**Instructions to follow:** Could you set down all of the data again, exactly as it stands?

===== Given entries =====

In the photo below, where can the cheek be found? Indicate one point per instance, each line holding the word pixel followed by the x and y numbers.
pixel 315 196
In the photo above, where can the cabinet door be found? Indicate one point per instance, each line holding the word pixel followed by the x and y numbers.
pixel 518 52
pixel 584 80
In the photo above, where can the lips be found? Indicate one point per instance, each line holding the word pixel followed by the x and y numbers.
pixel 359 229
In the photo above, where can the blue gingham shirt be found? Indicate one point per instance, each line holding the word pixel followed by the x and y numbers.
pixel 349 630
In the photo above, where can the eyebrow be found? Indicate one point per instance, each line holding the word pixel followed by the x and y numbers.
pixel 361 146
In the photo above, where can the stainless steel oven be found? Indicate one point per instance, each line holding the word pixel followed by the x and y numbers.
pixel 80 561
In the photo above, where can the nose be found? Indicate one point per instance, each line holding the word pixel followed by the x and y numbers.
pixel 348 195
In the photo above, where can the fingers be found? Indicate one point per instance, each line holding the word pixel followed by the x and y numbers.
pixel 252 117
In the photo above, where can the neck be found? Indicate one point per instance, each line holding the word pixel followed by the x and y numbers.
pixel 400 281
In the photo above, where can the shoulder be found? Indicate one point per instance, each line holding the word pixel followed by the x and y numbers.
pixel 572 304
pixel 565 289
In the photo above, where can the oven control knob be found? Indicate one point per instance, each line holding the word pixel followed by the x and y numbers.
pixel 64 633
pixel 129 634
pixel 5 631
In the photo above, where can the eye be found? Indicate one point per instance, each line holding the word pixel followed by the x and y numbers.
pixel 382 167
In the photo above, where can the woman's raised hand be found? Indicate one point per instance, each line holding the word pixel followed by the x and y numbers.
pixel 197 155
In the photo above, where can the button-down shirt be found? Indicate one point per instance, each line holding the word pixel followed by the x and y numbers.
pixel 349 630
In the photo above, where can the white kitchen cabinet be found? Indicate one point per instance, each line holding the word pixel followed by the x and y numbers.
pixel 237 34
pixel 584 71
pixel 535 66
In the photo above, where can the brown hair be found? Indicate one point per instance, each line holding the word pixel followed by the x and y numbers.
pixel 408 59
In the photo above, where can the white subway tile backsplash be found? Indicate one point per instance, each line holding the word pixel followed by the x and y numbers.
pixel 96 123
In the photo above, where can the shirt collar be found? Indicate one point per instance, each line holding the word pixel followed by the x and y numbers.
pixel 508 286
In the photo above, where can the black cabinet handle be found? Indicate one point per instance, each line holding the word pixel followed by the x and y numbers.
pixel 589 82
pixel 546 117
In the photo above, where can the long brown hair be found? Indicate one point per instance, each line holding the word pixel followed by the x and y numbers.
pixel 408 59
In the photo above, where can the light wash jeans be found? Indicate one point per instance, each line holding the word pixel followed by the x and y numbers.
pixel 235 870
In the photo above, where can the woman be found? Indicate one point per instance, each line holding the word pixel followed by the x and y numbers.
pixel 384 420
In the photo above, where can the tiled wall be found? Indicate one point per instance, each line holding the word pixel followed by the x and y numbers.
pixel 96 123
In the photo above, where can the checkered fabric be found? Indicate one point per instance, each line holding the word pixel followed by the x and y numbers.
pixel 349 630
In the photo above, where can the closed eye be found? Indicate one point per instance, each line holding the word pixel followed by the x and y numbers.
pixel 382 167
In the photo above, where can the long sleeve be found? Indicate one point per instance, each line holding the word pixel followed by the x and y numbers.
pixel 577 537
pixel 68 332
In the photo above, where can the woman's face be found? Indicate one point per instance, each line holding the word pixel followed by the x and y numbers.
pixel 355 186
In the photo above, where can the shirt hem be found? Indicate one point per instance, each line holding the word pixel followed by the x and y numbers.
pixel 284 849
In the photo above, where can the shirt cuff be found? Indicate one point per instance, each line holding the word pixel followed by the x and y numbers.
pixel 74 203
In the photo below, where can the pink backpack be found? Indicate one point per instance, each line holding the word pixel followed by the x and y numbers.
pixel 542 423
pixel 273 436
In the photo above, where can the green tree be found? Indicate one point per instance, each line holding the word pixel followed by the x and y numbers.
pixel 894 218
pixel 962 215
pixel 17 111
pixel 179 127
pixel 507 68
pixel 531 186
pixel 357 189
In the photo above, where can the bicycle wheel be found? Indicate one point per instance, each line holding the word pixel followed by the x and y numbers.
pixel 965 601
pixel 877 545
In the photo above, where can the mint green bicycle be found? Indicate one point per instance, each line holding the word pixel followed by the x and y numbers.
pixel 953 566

=====

**Written answer:**
In the photo below, where can the cheek be found? Indicate one point per instance, each line holding the word pixel followed by the x and y numbers.
pixel 315 196
In the photo above, where can the cabinet door be found? Indicate one point per instance, each line holding the word pixel followed by the x and y numbers.
pixel 518 52
pixel 584 80
In the photo above, where can the lips be found? Indicate one point per instance, each line holding the word pixel followed by the x and y numbers.
pixel 359 229
In the photo above, where can the blue gingham shirt be found? Indicate one point per instance, each line holding the word pixel followed by the x and y numbers.
pixel 349 630
In the photo above, where can the eyebrow be found? Indicate one point per instance, each line holding the word pixel followed by the x and y numbers.
pixel 361 146
In the photo above, where can the stainless steel oven be found? Indicate one point per instance, each line holding the word pixel followed by the x and y numbers.
pixel 80 561
In the photo above, where can the nose be found? Indicate one point per instance, each line holding the word pixel followed by the x and y numbers.
pixel 348 195
In the photo above, where can the fingers be found? Indicate one point per instance, each line holding the word pixel followed by the x and y numbers.
pixel 252 117
In the photo above, where can the neck be found? Indicate one point per instance, each line holding the word pixel followed by the x and y numbers.
pixel 400 281
In the photo above, where can the shoulder be found? Indicate one point per instance, each line holding the word pixel followed by the x and y numbers.
pixel 572 304
pixel 565 289
In the photo above, where can the oven control knob be found? Indicate one point per instance, each line holding the word pixel followed by the x and y numbers.
pixel 64 633
pixel 129 634
pixel 5 631
In the photo above, where can the eye be found? Indicate one point per instance, each line holding the word pixel followed by the x and y numbers.
pixel 382 167
In the photo above, where can the woman's raised hand be found? Indicate one point per instance, each line holding the word pixel followed by the x and y numbers.
pixel 197 155
In the photo above, where can the button-down shirt be found? Indicate one point per instance, each line holding the word pixel followed by the x and y numbers.
pixel 349 630
In the photo above, where can the white kitchen cabinet be found? Indicate one point per instance, each line holding the word pixel followed by the x and y numbers.
pixel 237 34
pixel 584 71
pixel 535 66
In the photo above, where can the brown hair be found? Indicate one point per instance, each line holding the word pixel followed by the x and y numbers.
pixel 408 59
In the photo above, where can the white subway tile backsplash be found? Indicate one point per instance, each line holding the word pixel followed by the x and y numbers.
pixel 96 123
In the photo above, where can the shirt collar be found? Indicate one point per instance, each line holding the word pixel followed by the x and y numbers.
pixel 508 286
In the photo above, where can the black cabinet handle be found? Indicate one point per instance, each line holding the word pixel followed by the x and y numbers.
pixel 589 82
pixel 546 117
In the photo above, where can the long brown hair be found? Indicate one point per instance, each line holding the word pixel followed by the x and y numbers.
pixel 408 59
In the photo above, where can the light wash jeans be found? Indicate one point per instance, each line holding the word pixel followed by the x and y numbers.
pixel 235 870
In the photo above, where can the woman be found? Indicate one point per instance, each line holding the word pixel followed by the x and y numbers.
pixel 384 420
In the photo above, where can the tiled wall be found? Indicate one point per instance, each line holding the word pixel followed by the x and y numbers.
pixel 96 123
In the photo above, where can the checkered fabric be found? Indicate one point per instance, each line holding the word pixel followed by the x and y numbers.
pixel 349 630
In the photo above, where can the closed eye be found? Indicate one point per instance, each line holding the word pixel followed by the x and y numbers.
pixel 382 167
In the photo above, where can the long sleeve be found? Indicate one point per instance, each line holding the word pixel followed by the x and y numbers.
pixel 577 537
pixel 68 332
In the photo above, where can the woman's face be found? Indicate one point per instance, each line holding the word pixel followed by the x and y numbers.
pixel 355 186
In the photo above, where can the shirt hem be found? Indicate one point per instance, each line holding the word pixel followed by the x and y numbers.
pixel 284 849
In the photo above, where can the shirt cuff be found? Indicate one point per instance, each line holding the word pixel followed by the x and y numbers.
pixel 74 203
In the photo below, where can the pink backpack be found? Indicate one point per instance, each line holding the word pixel followed by the x and y numbers.
pixel 542 423
pixel 273 436
In the photo above, where can the green tree be found? Indicate one point per instance, each line holding the word pixel followed by the x and y numbers.
pixel 894 218
pixel 962 215
pixel 17 111
pixel 179 127
pixel 507 68
pixel 531 186
pixel 357 189
In the photo above, where can the bicycle wheel be found? Indicate one point per instance, each line holding the word pixel followed by the x and y numbers.
pixel 965 601
pixel 877 545
In the photo above, where can the mint green bicycle be found? Indicate one point per instance, each line holding the word pixel followed by the x and y numbers.
pixel 953 566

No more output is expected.